▶ **SELECTED PASSAGE**
▽
Wordlessly, I held out my left fist. Fang put his on top, then Iggy, then Nudge. Gazzy leaned way over from his branch and managed to barely touch us. Angel leaned down and put her fist on Gazzy’s, and then Celeste’s paw on top of her fist. I heard Gazzy sigh. Or something. (pg 299)
Um, Max, you’re the narrator. Contradicting yourself and leaving open questions like this is confusing and poor.
Everyone gets woken up by a policewoman, who’s talking through a PA system and saying that it’s illegal to climb trees in Central Park. And apparently there are tons of signs and everything.
Google search: is it legal to climb trees in central park?
Result: a NYTimes article from 2010, stating:
Sleeping in the beech may be invigorating, but it is also illegal. Visitors are not allowed in Central Park between 1 and 6 a.m.; violators can be fined $50. While park rules do not explicitly forbid climbing any of its 24,000 trees, they do prohibit any behavior that damages a tree. (source)
Anyway, in the kerfuffle to get away Angel loses her bear, and oh no she doesn’t want another one or anything she wants that bear!
Why a six-year-old who grew up in a lab cares so much about stuffed animals and displays such stereotypical child behavior, I don’t know.
Iggy ran next to me, his hand out to barely brush against me. He was so good at keeping up, following us, that is was easy to forget sometimes that he was blind. (pg 303)
Yeah, I keep forgetting too.
And then they find “Saint Patrick’s Cathedral” (in quotes because I don’t know if it’s real or not and I don’t feel like bothering to find out) and duck inside.
As we passed through the door, the air was instantly cooler and scented with something that smelled ancient and churchy and just… religious, somehow. (pg 305)
Because Max totally has an idea of what religion smells like?
And then everyone prays and it’s actually an effective way of showing us character motivation and such, based on what the kids pray for. So, kudos on clever writing there.
(Yes, I did just turn characters praying into something about writing.)
△
▶ **PROBLEM SET**
1: In the book recap, what fine can violators face for being in Central Park between 1 and 6 a.m.?
2: Continue the book recap from the point where it stops.

▶ **DATA EXTRACT**
▽
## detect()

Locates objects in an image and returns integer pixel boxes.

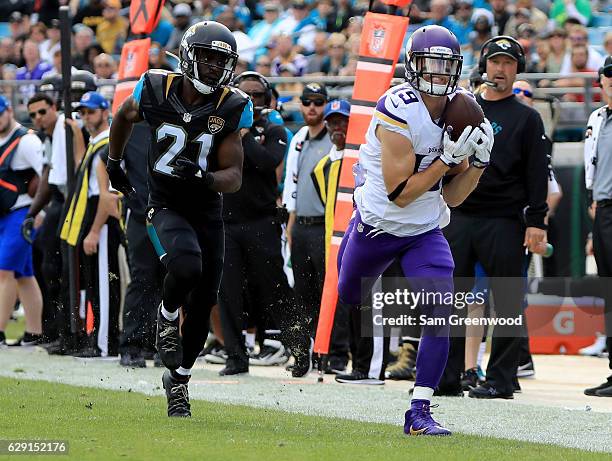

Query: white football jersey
[355,83,465,237]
△
▶ **TASK-BY-TASK OUTPUTS**
1: $50.

2:
Oh noes Max is getting a brain explosion with all kinds of images and an address and numbers and letters and blah blah blah.
So they decide to go to the address because why not? It’s not like it’s late and they should be tired or anything.
Woo, chapter one hundred.
Ugh. No book should have 100 chapters in 312 pages. That’s an average of about three pages per chapter, people. That’s blatant paper-wasting.
So because they need money for some… reason… Max goes over to an ATM and tries to guess the password, starting with “maxride.” Don’t try your full name or anything, because that’s totally not going to be it.
So they keep going from ATM to ATM (because the ATMs shut down when the password is incorrect too many times), blah blah blah…
I know what you’re thinking: Did I try our birthdays or our Social Security numbers? (pg 313)
No, no I wasn’t thinking that.
None of us knew our actual dates, though we had each picked a day we liked and called it our birthday. And the nut jobs at the School had mysteriously neglected to register any of us with the Social Security Administration. (pg 314)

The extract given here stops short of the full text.